* _Exercise prompt_: Rewrite the entries between the line containing "Tag every instance of the hillside" and the line containing "(1158, 507)", inclusive, keeping the requests as they are and offsetting every coordinate in the answers by adding 97.

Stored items
** START **

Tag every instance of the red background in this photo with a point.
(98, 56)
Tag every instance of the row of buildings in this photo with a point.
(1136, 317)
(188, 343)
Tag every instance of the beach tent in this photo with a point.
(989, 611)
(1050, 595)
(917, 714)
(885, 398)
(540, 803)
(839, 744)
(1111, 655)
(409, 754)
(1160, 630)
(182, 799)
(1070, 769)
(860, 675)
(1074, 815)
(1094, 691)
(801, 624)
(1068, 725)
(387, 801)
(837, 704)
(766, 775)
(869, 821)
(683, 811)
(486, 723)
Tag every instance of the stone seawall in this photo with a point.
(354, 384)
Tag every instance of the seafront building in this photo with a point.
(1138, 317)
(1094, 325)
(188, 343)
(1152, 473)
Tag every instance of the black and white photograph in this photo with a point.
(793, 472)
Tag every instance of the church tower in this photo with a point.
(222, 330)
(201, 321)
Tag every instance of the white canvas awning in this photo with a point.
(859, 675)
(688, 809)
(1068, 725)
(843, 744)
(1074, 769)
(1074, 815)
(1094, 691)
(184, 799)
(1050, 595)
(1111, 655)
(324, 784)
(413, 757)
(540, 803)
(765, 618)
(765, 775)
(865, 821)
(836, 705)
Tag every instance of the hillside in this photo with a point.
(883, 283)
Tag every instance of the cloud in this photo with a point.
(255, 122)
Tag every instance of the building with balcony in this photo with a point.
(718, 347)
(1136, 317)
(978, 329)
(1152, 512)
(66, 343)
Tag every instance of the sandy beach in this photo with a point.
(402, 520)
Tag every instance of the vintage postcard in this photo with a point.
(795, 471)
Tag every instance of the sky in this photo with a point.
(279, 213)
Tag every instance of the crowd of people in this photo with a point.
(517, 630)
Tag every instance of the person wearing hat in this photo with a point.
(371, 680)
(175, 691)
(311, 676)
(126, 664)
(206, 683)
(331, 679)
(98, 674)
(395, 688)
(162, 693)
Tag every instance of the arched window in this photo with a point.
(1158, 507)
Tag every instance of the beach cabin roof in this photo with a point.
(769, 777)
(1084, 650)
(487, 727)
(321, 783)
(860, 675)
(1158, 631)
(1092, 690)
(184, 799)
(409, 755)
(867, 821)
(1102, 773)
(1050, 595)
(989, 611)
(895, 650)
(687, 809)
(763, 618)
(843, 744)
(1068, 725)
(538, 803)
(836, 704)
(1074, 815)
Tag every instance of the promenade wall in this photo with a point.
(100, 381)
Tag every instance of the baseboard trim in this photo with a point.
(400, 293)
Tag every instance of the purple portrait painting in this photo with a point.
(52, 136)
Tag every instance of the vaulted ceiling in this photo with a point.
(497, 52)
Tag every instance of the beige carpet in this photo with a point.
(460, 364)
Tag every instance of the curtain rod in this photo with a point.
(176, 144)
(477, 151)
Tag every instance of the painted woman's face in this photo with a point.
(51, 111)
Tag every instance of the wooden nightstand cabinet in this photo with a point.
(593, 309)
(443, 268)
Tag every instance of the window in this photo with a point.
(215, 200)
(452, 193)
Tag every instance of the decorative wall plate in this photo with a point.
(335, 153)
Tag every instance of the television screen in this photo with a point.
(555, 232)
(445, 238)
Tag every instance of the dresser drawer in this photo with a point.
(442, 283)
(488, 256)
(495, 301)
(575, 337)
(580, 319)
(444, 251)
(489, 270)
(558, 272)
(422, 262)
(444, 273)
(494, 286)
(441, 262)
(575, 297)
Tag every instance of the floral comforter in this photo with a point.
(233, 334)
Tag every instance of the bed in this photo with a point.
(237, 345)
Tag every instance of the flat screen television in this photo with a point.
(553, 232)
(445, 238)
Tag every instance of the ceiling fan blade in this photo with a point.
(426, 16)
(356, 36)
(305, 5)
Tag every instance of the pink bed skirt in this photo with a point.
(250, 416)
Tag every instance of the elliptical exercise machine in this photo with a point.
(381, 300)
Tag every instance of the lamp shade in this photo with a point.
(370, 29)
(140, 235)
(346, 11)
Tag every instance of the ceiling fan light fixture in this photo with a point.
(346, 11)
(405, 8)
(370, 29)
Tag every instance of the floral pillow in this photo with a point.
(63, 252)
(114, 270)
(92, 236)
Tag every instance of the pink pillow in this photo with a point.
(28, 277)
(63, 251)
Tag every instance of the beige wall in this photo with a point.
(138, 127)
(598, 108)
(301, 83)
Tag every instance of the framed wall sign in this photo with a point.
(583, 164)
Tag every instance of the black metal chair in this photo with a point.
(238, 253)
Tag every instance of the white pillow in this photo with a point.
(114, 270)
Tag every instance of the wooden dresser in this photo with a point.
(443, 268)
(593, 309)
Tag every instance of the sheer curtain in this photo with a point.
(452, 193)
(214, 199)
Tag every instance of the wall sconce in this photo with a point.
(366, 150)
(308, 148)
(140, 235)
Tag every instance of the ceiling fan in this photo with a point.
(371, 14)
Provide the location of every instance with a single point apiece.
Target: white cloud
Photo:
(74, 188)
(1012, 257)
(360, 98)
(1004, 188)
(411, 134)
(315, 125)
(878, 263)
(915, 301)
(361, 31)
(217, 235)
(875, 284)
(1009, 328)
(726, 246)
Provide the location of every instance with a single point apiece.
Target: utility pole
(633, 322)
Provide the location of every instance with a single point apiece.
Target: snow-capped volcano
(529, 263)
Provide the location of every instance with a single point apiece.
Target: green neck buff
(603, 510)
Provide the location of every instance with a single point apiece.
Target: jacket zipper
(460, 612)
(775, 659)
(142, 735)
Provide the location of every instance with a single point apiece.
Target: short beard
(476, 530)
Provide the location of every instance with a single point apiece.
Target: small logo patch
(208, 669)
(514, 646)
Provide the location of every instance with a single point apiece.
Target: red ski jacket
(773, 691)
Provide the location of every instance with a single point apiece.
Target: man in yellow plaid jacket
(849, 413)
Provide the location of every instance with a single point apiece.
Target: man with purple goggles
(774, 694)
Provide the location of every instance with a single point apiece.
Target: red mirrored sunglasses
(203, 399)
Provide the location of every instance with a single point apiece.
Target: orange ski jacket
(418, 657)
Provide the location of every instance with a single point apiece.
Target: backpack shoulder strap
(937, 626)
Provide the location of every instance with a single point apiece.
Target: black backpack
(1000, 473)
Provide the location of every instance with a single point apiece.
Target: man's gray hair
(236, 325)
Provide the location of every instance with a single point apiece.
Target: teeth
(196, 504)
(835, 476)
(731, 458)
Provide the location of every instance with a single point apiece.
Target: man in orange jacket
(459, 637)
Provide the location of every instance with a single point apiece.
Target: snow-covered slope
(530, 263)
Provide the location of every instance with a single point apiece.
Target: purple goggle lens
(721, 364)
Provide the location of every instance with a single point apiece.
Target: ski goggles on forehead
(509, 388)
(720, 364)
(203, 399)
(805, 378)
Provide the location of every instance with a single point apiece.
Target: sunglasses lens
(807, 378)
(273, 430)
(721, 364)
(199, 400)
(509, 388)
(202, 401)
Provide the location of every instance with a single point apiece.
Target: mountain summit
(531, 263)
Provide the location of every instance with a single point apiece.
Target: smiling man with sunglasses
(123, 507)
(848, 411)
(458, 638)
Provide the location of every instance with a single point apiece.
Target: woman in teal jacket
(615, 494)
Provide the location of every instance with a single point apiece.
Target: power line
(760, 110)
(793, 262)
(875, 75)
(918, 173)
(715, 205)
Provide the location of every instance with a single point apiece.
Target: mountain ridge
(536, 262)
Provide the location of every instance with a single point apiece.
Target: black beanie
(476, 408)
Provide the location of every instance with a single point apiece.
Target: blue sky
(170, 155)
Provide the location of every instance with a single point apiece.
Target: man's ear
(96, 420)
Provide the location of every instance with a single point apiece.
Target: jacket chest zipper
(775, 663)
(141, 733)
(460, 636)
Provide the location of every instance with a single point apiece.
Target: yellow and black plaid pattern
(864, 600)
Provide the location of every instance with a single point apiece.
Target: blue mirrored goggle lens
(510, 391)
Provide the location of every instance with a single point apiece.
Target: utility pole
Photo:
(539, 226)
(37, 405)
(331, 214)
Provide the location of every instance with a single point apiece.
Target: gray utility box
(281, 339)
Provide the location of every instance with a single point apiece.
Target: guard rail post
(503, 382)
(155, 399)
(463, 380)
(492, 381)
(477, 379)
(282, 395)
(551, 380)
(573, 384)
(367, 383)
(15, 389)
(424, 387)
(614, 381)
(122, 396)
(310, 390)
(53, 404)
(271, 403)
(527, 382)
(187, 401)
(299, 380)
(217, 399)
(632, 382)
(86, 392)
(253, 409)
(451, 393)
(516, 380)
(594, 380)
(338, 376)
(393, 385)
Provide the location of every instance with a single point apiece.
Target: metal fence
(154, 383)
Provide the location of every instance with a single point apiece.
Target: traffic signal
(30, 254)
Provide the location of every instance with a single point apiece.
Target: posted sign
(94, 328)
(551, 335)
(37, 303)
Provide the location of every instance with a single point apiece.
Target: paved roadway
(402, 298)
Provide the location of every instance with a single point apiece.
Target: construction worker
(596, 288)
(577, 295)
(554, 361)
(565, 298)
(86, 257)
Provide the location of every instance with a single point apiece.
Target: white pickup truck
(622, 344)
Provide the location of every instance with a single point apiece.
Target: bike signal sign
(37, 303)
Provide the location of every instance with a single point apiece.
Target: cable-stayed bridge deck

** END **

* _Solution_:
Tag every instance of the hillside in this photo with a point.
(980, 380)
Tag every instance of the cloud in this photo with a point.
(352, 219)
Tag every instance of the building with balcony in this photo with a point.
(815, 444)
(1233, 414)
(1075, 426)
(1249, 609)
(163, 440)
Tag every instance of the sandy beach in this photo with a point.
(499, 617)
Tag every instance of the vintage postcard in this photo with a point.
(892, 568)
Tag every instance of the sky in this photo with a point.
(376, 310)
Tag every instance of the crowd of people in this photo with a point.
(614, 727)
Tag every instance of the person wearing hat in this photo with a point.
(468, 777)
(272, 788)
(408, 773)
(223, 761)
(303, 780)
(428, 776)
(195, 771)
(492, 785)
(259, 790)
Tag every instance of the arched window in this photo with a point.
(1255, 604)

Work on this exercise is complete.